TASK INPUTS |
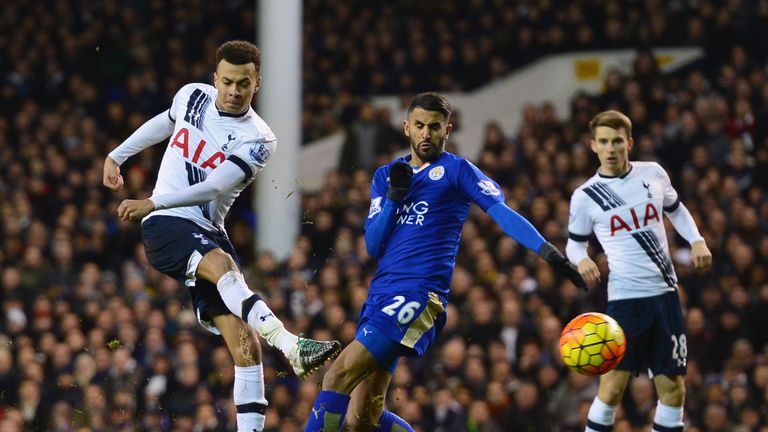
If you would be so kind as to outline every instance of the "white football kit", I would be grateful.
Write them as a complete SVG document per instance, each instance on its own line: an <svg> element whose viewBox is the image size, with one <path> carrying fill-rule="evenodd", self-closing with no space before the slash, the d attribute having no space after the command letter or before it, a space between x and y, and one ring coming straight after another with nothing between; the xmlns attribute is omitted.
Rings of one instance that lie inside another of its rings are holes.
<svg viewBox="0 0 768 432"><path fill-rule="evenodd" d="M219 111L216 95L216 88L207 84L185 85L168 111L109 154L120 165L170 136L150 197L156 210L145 220L176 216L209 231L223 231L224 216L235 198L275 153L275 135L251 107L240 114Z"/></svg>
<svg viewBox="0 0 768 432"><path fill-rule="evenodd" d="M618 177L595 174L571 197L568 258L587 257L594 232L608 256L608 300L652 297L677 289L662 215L689 243L702 240L666 171L632 162Z"/></svg>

INSTRUCTIONS TO FOLLOW | Leave the pictures out and reproduce exactly the lines from the top of the listing above through the line with "Write them as".

SOLUTION TO THE EXERCISE |
If you would be so kind as to outline every instance of the "white football kit", I would be grateful.
Write them as a complete SVG document per instance, each instance on its own line: an <svg> element whose viewBox is the image size, with one <path> carrying fill-rule="evenodd", self-closing with no space before the slash, the d attribute having no space after the command letter or before it, a space between x and y, and one ring coming straight after another with nothing between; the xmlns attribute is omitted.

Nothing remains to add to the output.